** START **
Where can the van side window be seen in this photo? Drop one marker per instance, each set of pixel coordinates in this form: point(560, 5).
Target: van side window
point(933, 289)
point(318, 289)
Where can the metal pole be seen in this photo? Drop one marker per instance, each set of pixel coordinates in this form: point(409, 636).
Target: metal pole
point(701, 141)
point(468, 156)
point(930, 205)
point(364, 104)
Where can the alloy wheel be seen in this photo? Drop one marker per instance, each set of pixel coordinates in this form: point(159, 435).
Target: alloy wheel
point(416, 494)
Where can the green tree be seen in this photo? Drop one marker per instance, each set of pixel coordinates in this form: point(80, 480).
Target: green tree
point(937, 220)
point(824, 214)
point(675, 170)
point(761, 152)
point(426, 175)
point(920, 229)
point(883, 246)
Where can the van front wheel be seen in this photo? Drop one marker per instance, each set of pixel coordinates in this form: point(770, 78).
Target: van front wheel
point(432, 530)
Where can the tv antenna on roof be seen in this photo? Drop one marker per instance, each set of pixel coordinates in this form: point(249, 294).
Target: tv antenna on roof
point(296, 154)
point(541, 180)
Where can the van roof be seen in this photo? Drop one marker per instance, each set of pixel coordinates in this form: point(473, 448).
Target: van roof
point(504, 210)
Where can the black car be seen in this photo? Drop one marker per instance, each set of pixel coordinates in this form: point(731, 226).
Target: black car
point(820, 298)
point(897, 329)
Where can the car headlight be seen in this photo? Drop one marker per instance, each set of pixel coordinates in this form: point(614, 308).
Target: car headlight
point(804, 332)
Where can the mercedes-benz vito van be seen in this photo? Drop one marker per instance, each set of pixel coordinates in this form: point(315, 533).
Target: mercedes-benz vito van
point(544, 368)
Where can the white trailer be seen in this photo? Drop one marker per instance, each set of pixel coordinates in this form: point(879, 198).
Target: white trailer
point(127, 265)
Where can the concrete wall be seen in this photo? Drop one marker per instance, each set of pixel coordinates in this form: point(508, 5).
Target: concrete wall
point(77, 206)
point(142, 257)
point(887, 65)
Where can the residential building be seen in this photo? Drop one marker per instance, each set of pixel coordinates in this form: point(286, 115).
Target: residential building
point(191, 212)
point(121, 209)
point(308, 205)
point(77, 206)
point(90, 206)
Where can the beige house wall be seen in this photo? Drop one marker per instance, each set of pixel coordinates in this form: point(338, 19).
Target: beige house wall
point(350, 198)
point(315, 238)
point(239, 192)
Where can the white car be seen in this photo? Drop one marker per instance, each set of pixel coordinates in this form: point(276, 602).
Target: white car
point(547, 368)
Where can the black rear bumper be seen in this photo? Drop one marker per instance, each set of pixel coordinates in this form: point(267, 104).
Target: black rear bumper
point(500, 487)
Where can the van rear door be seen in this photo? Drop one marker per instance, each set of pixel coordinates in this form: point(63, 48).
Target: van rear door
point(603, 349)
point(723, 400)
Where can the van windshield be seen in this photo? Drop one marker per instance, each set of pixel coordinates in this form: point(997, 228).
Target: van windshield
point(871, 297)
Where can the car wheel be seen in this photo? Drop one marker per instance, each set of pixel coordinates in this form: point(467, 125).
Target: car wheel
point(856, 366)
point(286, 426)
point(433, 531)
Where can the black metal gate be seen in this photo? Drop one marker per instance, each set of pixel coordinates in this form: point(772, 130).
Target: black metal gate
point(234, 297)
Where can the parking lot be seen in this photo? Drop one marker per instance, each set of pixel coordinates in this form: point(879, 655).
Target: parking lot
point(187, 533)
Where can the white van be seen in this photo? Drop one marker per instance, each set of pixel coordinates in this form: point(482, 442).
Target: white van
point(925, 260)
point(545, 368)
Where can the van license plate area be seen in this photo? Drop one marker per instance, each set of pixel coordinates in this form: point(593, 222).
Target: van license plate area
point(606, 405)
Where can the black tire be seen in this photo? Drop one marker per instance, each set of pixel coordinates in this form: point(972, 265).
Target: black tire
** END **
- WHAT IS NEEDED -
Quote all the records. Keep every word exact.

- OUTPUT -
Where can the van side window be seen in this photo? Drop one marker per instance, each set of pixel coordinates in this form: point(560, 5).
Target: van side window
point(933, 289)
point(318, 289)
Where can the metal pole be seen in this photo? Drop one marker per instance, each set of pixel coordinates in this form: point(409, 636).
Target: metal pole
point(701, 141)
point(468, 156)
point(930, 205)
point(364, 104)
Where can the alloy wheel be seen in this photo? Drop one marker per instance, each set of pixel coordinates in this form: point(159, 435).
Target: alloy wheel
point(416, 494)
Where can the green tree be seen in this photo? Drop one marker per instance, each set of pixel coordinates in this form: point(80, 480).
Target: green tree
point(937, 220)
point(824, 214)
point(675, 170)
point(761, 152)
point(426, 175)
point(920, 229)
point(883, 246)
Where can the van front wheel be seen in this photo? Drop one marker per instance, each set of pixel coordinates in this form: point(770, 78).
Target: van front wheel
point(432, 530)
Where can the tv antenna on roof be seen in this photo? Drop one marker per instance, each set of pixel coordinates in this form: point(249, 294).
Target: tv antenna on roof
point(296, 154)
point(541, 180)
Where can the van roof be seen in this photo? Drop one marker per instance, each set of pixel coordinates in this form: point(473, 448).
Target: van roof
point(504, 210)
Where can the black car be seen in this photo? Drop one marker per instance, each set of pixel coordinates in this form: point(731, 226).
Target: black car
point(820, 298)
point(897, 329)
Where can the car headlight be seen in this photo? Drop one marker per instance, each set of pixel coordinates in this form: point(614, 308).
Target: car headlight
point(804, 332)
Where can the mercedes-benz vito van be seen in this photo? Drop one marker per instance, each set of pixel coordinates in this form: point(315, 533).
Target: mercedes-benz vito van
point(544, 368)
Where can the white trailer be seen in this photo? Drop one marker per instance, each set of pixel coordinates in this form: point(879, 198).
Target: white trailer
point(127, 265)
Where can the concrete wall be seen in this photo? Drop one marker per instance, each set of pixel coordinates in this form: point(508, 5).
Target: concrete wall
point(77, 206)
point(142, 257)
point(887, 65)
Where can the residential building be seen in this photo? Drop one marker per instance, each set of pixel coordinates in this form: point(286, 115).
Target: residential building
point(191, 212)
point(121, 209)
point(308, 205)
point(77, 206)
point(90, 206)
Where can the beige house wall be seen in this photo? Drop one marker per instance, each set of pixel coordinates in this form: point(338, 19).
Target: beige house wall
point(350, 198)
point(315, 238)
point(239, 192)
Where can the white car be seen in this photo? Drop one marker per instance, each set of pixel coordinates in this form: point(276, 602).
Target: white car
point(547, 368)
Where can the black rear bumper be seen in this photo? Drop one marker per instance, each set of pixel coordinates in this form: point(267, 104).
Target: black rear bumper
point(500, 487)
Where can the van rear door be seen in this photo? Drop one marker per instance, each set of pixel coordinates in this form: point(63, 48).
Target: van rear door
point(603, 349)
point(723, 400)
Where can the van windshield be seen in this photo? Drop one marker per instance, each set of pixel coordinates in this form: point(997, 228).
Target: van windshield
point(871, 297)
Where can the car wheel be seen in this photo? Drop one marker per instance, each set of pixel coordinates in this form: point(467, 125).
Target: car wheel
point(856, 366)
point(286, 426)
point(433, 531)
Where can the black metal gate be seen in this photo? Drop one marker per instance, each set of pixel coordinates in this form: point(772, 130).
Target: black metal gate
point(234, 297)
Where can the parking lot be seen in this photo? Drop one marker per instance, each set of pixel coordinates in this form: point(879, 655).
Target: parking lot
point(187, 533)
Where can the white van be seen in this photo? Drop one marker per instance, each set of pixel coordinates in this form: point(482, 442).
Target: white van
point(925, 260)
point(545, 368)
Where can the van license plate area be seen in this photo? Drop one marker per instance, each set of pixel coordinates in this form: point(593, 222).
Target: van license plate area
point(606, 405)
Where can the black tire be seen in this photo? Drop one marker per instance, each set of pixel coordinates in this form: point(972, 265).
Target: black tire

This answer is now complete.